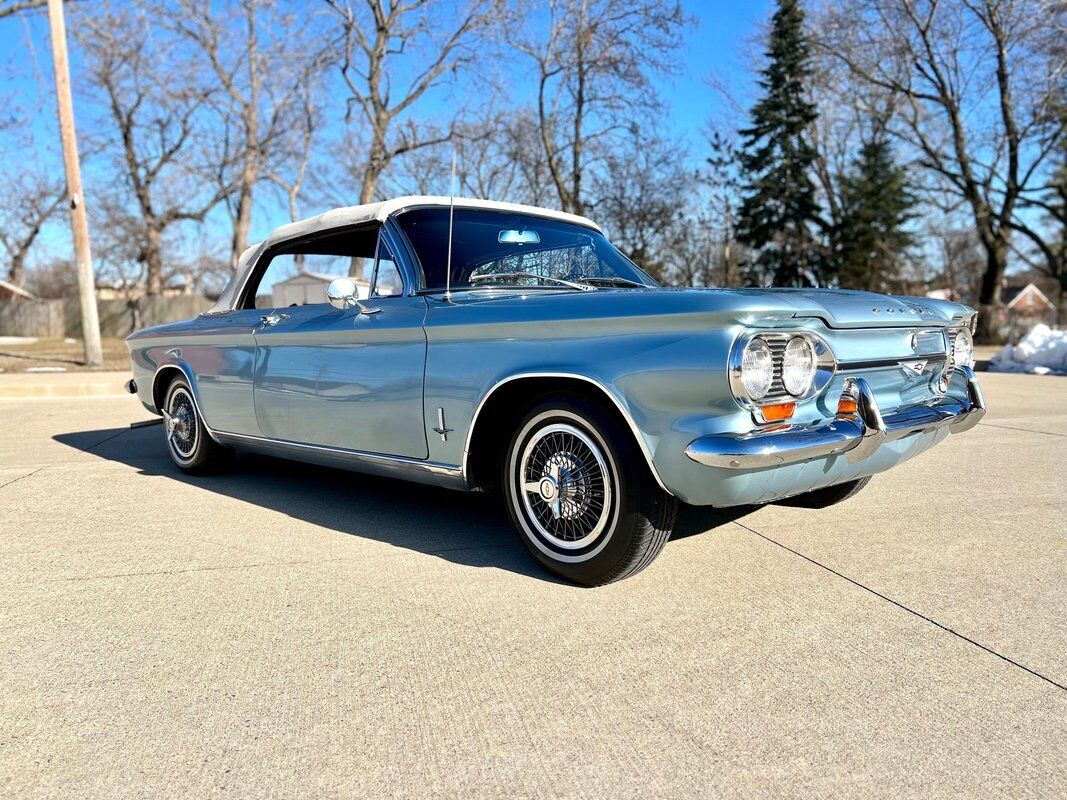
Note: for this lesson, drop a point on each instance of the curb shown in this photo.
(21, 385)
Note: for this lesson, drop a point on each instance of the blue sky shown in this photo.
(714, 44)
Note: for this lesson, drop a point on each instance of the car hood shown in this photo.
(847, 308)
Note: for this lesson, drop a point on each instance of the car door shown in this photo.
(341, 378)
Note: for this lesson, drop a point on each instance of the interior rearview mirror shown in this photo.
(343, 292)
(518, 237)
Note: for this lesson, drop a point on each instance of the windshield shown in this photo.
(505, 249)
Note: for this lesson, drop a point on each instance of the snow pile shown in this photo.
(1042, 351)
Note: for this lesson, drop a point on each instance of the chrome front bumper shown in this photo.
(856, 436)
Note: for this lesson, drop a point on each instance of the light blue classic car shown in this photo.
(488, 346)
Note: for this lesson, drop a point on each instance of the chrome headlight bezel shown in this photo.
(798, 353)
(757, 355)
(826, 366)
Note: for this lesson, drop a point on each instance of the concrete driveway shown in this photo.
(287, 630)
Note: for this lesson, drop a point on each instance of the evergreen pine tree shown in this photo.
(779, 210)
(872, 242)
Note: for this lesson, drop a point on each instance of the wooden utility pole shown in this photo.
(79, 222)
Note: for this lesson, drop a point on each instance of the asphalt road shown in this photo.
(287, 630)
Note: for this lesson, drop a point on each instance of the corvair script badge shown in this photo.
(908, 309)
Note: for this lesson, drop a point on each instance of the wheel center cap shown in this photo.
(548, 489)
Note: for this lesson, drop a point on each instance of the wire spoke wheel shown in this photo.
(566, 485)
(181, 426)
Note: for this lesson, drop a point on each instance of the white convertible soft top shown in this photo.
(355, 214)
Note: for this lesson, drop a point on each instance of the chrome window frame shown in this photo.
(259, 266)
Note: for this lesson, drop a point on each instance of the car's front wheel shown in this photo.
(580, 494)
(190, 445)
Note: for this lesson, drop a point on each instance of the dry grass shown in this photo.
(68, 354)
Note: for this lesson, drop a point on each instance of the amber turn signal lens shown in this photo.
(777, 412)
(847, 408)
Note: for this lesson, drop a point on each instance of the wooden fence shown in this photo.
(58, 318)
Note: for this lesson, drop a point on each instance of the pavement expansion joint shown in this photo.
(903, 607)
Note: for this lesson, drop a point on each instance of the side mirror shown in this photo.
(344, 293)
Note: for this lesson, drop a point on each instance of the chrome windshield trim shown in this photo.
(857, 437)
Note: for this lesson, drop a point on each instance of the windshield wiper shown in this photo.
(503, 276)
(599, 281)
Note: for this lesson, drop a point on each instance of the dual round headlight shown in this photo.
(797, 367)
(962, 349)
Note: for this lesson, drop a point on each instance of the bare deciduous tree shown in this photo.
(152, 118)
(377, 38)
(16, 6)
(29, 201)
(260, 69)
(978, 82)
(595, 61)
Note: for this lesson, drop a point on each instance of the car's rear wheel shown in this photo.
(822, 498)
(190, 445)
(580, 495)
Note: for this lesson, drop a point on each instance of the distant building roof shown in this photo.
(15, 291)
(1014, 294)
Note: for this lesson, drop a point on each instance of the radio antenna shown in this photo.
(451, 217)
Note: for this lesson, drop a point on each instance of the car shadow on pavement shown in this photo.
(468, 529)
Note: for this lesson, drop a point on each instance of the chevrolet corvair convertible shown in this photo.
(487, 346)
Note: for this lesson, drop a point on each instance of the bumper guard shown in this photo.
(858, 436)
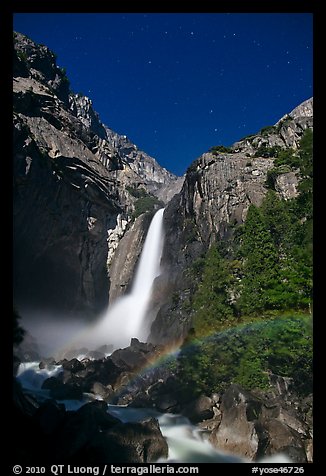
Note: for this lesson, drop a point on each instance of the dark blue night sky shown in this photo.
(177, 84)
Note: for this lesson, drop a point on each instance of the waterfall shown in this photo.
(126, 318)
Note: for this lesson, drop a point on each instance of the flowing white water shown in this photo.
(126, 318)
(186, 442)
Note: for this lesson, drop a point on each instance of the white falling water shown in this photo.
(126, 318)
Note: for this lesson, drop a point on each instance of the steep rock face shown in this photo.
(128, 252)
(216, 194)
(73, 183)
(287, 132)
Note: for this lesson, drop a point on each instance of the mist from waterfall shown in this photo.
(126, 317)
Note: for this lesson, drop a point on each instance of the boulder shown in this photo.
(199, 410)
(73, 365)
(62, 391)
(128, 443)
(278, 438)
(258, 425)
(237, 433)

== == ==

Short exercise: Please print all of the material above again, word for word, leaving out the pictures.

Completed exercise:
Note: for this lesson, drop a point on each instance of the curb shown in this photo.
(21, 385)
Note: for this lesson, drop a point on each instance of the blue sky shown in this photo.
(714, 44)
Note: for this lesson, drop a point on each instance of the car hood shown in this photo.
(847, 308)
Note: for this lesson, drop a point on each instance of the car door shown in this photo.
(341, 378)
Note: for this lesson, drop a point on each instance of the interior rearview mirror shown in this photo.
(343, 292)
(518, 237)
Note: for this lesson, drop a point on each instance of the windshield shown in this photo.
(505, 249)
Note: for this lesson, drop a point on each instance of the snow pile shown in this photo.
(1042, 351)
Note: for this lesson, drop a point on each instance of the chrome front bumper shown in this photo.
(856, 436)
Note: for this lesson, drop a point on each instance of the light blue classic car shown in this photo.
(488, 346)
Note: for this lesson, drop a point on each instance of the chrome headlight bezel shown in this photo.
(798, 353)
(757, 355)
(826, 366)
Note: for this lesson, drop a point on each instance of the concrete driveway shown in this photo.
(287, 630)
Note: for this lesson, drop a point on each instance of the evergreen pine tree shown in this photo.
(779, 210)
(872, 242)
Note: for this lesson, drop a point on each instance of the wooden utility pole shown in this photo.
(79, 222)
Note: for this lesson, drop a point on each instance of the asphalt road shown in this photo.
(287, 630)
Note: for this lesson, drop a point on each instance of the corvair script badge shown in this photo.
(908, 309)
Note: for this lesson, drop a point on each instance of the wheel center cap shown in this photo.
(548, 489)
Note: for this lesson, drop a point on each instance of the wire spoke wheel shown in this photo.
(566, 485)
(181, 426)
Note: for this lesson, drop a point on each instance of the white convertible soft top shown in this photo.
(355, 214)
Note: for this lesson, drop a point on each instance of the chrome window frame shown in this photo.
(259, 266)
Note: for this lesson, drop a point on each instance of the car's front wheel shown in this photo.
(580, 494)
(190, 445)
Note: for this lesson, drop a point on each instance of the dry grass shown in this photo.
(68, 354)
Note: for this lesson, drop a point on each instance of the amber turn signal lens shown in this photo.
(777, 412)
(847, 408)
Note: for this lesson, drop a point on each instance of the wooden fence shown in this photo.
(58, 318)
Note: for this lesson, drop a point on each instance of the pavement expansion joint shown in this photo.
(903, 607)
Note: for this lesson, drop a point on each instance of the side mirror shown in this photo.
(344, 293)
Note: for this lesson, drop a point on each instance of the chrome windshield trim shown in this photo.
(857, 437)
Note: for this lesson, drop a point on each instance of the windshield wiper shown in this photo.
(503, 276)
(599, 281)
Note: for this lesson, drop a point on each instance of the dual round headlight shown in this photo.
(797, 367)
(962, 349)
Note: for this lesson, drop a point on each instance of the bare deciduous tree shown in this photo.
(152, 118)
(377, 38)
(16, 6)
(29, 201)
(260, 69)
(978, 82)
(595, 61)
Note: for this lesson, drop a point on each instance of the car's rear wheel shown in this photo.
(822, 498)
(190, 445)
(580, 495)
Note: for this lesson, drop a point on each instance of the distant building roof shown in this photo.
(15, 291)
(1014, 294)
Note: for this lesson, drop a point on each instance of the radio antenna shown in this photo.
(451, 217)
Note: for this lesson, drop a point on each instance of the car shadow on pavement shown in this photo.
(468, 529)
Note: for this lesson, drop a point on each instance of the chevrolet corvair convertible shown in this photo.
(487, 346)
Note: for this lesson, drop a point on each instance of the bumper guard shown in this photo.
(858, 436)
Note: for this lesson, drop a point on each instance of the dark blue night sky shown in this photo.
(177, 84)
Note: for this lesson, drop a point on each instance of the waterfall shown in this photo.
(126, 318)
Note: for this lesson, drop a point on each instance of the flowing white water shown in this photo.
(126, 318)
(186, 442)
Note: for this lesson, drop a point on each instance of the white falling water shown in this photo.
(126, 318)
Note: for this lesson, drop a point on each instance of the steep rock face shown in this photo.
(128, 252)
(216, 194)
(73, 183)
(287, 132)
Note: for this lesson, drop a point on each instance of the mist from waterfall shown in this photo.
(126, 317)
Note: for this lesson, drop a point on each instance of the boulder shown in this photo.
(199, 410)
(73, 365)
(62, 391)
(128, 443)
(278, 438)
(258, 425)
(237, 433)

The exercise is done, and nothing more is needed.